>> start Reading text
Gives You an Opportunity to Assess the Winter Damage
Winter can be rough on any environment – but that’s especially true if you have an apiary. You will want to check your hives for wind damage throughout the winter season but especially as the spring thaw begins. You can take note of any damages to the hives and figure out whether you need to replace a queen or separate out bee populations between hives.
Helps You Make Plans for the Season Ahead
Finally, spring is a great time to take a breather and make plans for the upcoming summer season. Depending on how long spring takes to arrive – and pass through – in your region, you might have quite a bit of time on your hands before you can actually work your hives.
Therefore, you should take the opportunity now to start jotting down summer chores you want to get done – and to start dreaming for the upcoming honey season!
9 Honey Bee Spring Chores to Jump On
1. Feed Your Bees
Before you do anything else, you need to feed your bees. You may have done this occasionally prior to now, but it’s especially important after a harsh winter. The bees are likely to have consumed most of their honey stores, and if it takes a long time for blooming flowers to appear in your area, they aren’t going to be able to replace those stores for a while.
If you’ve never fed your bees before, you will need to do this with sugar water. You can also use honey from the extra you had leftover at the end of the previous year, but this isn’t as common. To make sugar water, combine two parts sugar to one part water. There are some additives that you can include, too, which are designed to prevent algae and mold and to stimulate the production of brood.
These, however, are not necessary.
You can do a mass feed in which you leave a container out for all of your hives, but this can attract pests like raccoons. Therefore, you may need to use an entrance feeder at the entry to your beehive and restricts access to the water to your bees only.
>> end Reading text
>> start Data lines
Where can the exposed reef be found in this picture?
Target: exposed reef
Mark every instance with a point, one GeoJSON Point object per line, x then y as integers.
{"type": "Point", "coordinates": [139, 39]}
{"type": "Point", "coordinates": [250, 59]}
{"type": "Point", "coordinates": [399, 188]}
>> end Data lines
## Exercise requirements
How would you rewrite the paragraph of the spring beekeeping text that begins "Before you do anything else" as a short bulleted list that keeps its main facts?

## Final answer
- Feed your bees before any other spring chore.
- You may have fed them occasionally before, but it is especially important after a harsh winter.
- The bees have likely eaten most of their honey stores by then.
- If blooming flowers are slow to appear in your area, the bees can't replace those stores for a while.